- SUPPLIED DATA

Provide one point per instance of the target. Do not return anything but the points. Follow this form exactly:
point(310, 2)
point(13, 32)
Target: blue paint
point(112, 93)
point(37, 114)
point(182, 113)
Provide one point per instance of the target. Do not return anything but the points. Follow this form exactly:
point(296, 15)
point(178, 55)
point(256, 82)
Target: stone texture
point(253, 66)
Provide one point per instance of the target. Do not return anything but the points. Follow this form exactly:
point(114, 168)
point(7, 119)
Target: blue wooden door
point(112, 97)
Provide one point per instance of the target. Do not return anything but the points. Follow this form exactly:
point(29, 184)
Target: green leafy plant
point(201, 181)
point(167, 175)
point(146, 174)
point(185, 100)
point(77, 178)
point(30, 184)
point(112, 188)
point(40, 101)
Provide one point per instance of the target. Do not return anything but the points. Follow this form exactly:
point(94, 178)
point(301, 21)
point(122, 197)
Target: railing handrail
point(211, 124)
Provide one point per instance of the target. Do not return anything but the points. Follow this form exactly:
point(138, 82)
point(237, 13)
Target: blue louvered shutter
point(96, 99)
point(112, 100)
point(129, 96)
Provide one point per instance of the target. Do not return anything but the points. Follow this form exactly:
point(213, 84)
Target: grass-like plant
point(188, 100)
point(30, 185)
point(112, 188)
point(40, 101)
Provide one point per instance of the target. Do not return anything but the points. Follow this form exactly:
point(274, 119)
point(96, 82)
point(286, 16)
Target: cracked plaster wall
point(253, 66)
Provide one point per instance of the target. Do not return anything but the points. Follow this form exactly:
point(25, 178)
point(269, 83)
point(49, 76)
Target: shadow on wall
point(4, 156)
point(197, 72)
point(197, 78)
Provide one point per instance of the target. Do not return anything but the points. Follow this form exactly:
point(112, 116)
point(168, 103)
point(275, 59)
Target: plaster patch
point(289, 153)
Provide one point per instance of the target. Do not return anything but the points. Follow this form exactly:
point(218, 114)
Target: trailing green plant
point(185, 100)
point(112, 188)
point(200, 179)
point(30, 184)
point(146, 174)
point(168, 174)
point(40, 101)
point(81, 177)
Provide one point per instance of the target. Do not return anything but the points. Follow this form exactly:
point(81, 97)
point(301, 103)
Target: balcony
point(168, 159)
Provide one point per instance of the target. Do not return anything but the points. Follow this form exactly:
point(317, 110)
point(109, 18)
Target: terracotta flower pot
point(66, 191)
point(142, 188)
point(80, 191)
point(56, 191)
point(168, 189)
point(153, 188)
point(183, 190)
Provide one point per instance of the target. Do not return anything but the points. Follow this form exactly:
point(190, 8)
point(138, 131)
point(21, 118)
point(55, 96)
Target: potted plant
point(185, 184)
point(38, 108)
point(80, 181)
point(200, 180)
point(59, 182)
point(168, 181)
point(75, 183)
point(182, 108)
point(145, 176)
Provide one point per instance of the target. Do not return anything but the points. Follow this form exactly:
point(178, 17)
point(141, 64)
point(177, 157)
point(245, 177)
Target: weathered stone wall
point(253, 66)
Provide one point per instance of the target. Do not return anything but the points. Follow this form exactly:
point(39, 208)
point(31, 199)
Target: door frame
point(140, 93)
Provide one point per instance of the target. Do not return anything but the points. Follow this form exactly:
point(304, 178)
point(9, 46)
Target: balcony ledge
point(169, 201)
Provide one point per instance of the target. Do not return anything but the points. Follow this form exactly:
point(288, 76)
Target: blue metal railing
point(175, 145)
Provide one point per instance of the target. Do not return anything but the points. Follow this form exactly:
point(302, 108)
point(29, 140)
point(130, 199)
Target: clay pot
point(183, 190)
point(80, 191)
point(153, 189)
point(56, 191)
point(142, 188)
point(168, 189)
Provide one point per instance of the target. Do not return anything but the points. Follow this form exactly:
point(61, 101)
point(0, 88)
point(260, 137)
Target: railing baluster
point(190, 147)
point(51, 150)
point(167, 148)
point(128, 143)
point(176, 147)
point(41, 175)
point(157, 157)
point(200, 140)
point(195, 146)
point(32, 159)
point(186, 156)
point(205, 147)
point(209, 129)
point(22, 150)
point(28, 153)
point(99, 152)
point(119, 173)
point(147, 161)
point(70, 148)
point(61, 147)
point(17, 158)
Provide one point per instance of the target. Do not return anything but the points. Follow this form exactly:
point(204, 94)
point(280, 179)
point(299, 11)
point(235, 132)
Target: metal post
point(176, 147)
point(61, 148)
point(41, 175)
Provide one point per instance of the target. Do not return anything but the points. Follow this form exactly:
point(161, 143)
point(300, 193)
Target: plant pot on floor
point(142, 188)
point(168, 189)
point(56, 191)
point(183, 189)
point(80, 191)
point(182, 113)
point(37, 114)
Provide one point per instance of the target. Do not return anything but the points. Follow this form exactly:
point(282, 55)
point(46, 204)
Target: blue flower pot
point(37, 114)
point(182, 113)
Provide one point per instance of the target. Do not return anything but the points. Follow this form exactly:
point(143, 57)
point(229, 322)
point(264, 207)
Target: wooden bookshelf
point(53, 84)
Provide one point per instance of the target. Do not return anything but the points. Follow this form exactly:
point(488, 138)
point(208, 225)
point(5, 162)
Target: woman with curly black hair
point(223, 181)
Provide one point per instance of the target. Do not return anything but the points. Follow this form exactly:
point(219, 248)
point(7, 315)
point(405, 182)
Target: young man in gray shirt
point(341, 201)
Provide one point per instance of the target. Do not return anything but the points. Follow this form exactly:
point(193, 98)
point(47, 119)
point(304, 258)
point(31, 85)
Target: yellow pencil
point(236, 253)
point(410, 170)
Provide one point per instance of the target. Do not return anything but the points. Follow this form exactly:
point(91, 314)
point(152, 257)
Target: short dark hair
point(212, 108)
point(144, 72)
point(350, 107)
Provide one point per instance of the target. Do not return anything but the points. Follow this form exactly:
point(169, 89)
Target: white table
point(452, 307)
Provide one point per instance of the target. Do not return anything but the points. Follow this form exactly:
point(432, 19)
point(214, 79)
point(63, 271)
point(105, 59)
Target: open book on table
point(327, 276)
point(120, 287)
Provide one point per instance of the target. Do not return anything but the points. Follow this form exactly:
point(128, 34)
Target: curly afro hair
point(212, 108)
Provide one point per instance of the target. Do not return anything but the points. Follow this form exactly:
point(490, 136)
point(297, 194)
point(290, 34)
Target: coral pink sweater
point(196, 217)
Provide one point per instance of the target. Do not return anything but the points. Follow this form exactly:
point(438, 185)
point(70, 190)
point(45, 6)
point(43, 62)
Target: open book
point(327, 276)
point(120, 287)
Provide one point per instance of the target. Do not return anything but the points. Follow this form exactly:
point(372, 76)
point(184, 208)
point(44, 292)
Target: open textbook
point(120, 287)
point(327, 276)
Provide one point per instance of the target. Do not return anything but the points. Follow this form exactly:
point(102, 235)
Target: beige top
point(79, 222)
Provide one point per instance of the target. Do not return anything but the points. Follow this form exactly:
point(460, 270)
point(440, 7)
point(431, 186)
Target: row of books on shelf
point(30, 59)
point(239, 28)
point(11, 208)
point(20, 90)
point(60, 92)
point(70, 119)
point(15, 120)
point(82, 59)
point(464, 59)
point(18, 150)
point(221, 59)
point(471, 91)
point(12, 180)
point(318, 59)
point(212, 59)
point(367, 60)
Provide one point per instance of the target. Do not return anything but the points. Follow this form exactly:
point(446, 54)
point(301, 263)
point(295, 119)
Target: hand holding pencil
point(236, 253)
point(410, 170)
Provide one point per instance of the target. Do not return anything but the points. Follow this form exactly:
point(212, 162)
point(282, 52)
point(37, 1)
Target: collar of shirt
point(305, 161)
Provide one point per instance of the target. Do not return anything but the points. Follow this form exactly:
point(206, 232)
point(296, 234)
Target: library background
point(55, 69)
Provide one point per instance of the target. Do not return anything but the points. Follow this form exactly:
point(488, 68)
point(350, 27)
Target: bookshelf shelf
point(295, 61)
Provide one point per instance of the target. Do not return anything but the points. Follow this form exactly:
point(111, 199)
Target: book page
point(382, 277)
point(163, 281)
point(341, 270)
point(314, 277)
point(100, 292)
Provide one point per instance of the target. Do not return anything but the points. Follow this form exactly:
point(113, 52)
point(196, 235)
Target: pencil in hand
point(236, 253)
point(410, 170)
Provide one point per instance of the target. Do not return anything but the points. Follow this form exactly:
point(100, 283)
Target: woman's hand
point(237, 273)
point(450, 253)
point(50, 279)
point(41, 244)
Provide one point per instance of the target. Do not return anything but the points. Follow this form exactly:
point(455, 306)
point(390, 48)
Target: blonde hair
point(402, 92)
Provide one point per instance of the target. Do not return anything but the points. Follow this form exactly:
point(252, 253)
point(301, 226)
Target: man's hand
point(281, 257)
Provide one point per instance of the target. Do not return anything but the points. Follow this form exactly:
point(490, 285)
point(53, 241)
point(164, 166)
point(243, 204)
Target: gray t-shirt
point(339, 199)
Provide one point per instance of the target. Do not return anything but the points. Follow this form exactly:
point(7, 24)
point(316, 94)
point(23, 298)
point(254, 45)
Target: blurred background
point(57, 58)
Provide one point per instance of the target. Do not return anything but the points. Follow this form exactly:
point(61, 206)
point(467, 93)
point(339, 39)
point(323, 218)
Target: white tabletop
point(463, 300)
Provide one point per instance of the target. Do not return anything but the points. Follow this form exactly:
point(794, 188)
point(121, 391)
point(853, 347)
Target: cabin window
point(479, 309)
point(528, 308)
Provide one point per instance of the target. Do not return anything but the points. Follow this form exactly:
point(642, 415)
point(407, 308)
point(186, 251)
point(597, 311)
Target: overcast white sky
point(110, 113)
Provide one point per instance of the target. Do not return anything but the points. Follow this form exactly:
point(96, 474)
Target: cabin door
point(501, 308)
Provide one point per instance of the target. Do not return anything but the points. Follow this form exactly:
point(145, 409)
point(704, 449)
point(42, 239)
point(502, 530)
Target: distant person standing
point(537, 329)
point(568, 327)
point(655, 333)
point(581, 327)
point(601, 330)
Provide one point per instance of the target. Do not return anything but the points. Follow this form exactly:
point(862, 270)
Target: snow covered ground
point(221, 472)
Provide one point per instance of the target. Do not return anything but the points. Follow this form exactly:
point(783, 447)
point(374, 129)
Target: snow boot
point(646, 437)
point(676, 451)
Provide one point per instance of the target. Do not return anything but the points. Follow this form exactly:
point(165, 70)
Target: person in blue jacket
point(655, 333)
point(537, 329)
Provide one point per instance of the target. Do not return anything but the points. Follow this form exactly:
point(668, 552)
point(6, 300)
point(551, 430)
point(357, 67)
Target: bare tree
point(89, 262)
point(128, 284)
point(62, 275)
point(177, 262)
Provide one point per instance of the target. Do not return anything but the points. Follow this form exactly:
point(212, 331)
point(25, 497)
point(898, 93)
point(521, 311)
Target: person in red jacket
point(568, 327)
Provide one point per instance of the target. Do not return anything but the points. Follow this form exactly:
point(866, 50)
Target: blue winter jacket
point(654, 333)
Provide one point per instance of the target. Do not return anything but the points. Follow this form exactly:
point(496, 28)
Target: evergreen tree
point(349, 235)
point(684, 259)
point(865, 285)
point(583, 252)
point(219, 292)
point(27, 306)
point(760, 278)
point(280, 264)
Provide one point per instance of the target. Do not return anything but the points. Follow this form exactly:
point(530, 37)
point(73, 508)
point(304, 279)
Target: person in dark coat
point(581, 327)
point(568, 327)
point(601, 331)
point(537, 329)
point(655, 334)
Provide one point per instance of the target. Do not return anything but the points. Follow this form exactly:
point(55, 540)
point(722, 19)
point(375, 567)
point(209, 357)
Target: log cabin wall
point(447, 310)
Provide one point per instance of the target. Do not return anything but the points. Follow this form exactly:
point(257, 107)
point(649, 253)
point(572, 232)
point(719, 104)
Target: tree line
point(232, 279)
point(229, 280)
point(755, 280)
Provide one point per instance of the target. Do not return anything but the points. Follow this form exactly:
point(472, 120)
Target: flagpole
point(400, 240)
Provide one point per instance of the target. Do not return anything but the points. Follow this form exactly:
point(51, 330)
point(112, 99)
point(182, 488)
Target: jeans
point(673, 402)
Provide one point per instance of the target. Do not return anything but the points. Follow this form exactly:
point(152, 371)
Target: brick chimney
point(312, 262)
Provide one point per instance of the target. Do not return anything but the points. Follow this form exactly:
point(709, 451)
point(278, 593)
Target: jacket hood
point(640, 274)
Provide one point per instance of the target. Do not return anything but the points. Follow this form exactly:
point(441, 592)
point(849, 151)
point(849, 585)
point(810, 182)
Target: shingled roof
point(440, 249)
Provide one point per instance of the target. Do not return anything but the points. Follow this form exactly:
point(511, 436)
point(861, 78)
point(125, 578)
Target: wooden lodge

- PROBLEM
Reproduce the entries above from the very first line through the line that contains "point(289, 153)", including both of those lines.

- EXERCISE ANSWER
Provide one point per instance of the target. Do not return anything but the points. Follow this form exactly:
point(310, 2)
point(13, 32)
Target: blue paint
point(112, 93)
point(37, 114)
point(182, 113)
Provide one point per instance of the target. Do not return anything but the points. Follow this form exactly:
point(296, 15)
point(178, 55)
point(256, 82)
Target: stone texture
point(253, 66)
Provide one point per instance of the target. Do not return anything but the points. Follow this form exactly:
point(114, 168)
point(7, 119)
Target: blue wooden door
point(112, 97)
Provide one point per instance of the target. Do not return anything but the points. Follow this form exactly:
point(29, 184)
Target: green leafy plant
point(201, 181)
point(167, 175)
point(146, 174)
point(185, 100)
point(77, 178)
point(30, 184)
point(112, 188)
point(40, 101)
Provide one point per instance of the target. Do not return anything but the points. Follow this form exactly:
point(94, 178)
point(301, 21)
point(122, 197)
Target: railing handrail
point(211, 124)
Provide one point per instance of the target. Do not return anything but the points. Follow this form exactly:
point(138, 82)
point(237, 13)
Target: blue louvered shutter
point(96, 99)
point(112, 100)
point(129, 96)
Provide one point per instance of the target. Do not return anything but the points. Follow this form exactly:
point(213, 84)
Target: grass-like plant
point(188, 100)
point(30, 185)
point(112, 188)
point(40, 101)
Provide one point per instance of the target. Do not return anything but the points. Follow this form exactly:
point(274, 119)
point(96, 82)
point(286, 16)
Target: cracked plaster wall
point(253, 66)
Provide one point per instance of the target. Do not return anything but the points. Follow this form exactly:
point(25, 178)
point(269, 83)
point(49, 76)
Target: shadow on wall
point(4, 156)
point(197, 72)
point(197, 78)
Provide one point per instance of the target. Do not return anything but the points. Follow this form exactly:
point(112, 116)
point(168, 103)
point(275, 59)
Target: plaster patch
point(289, 153)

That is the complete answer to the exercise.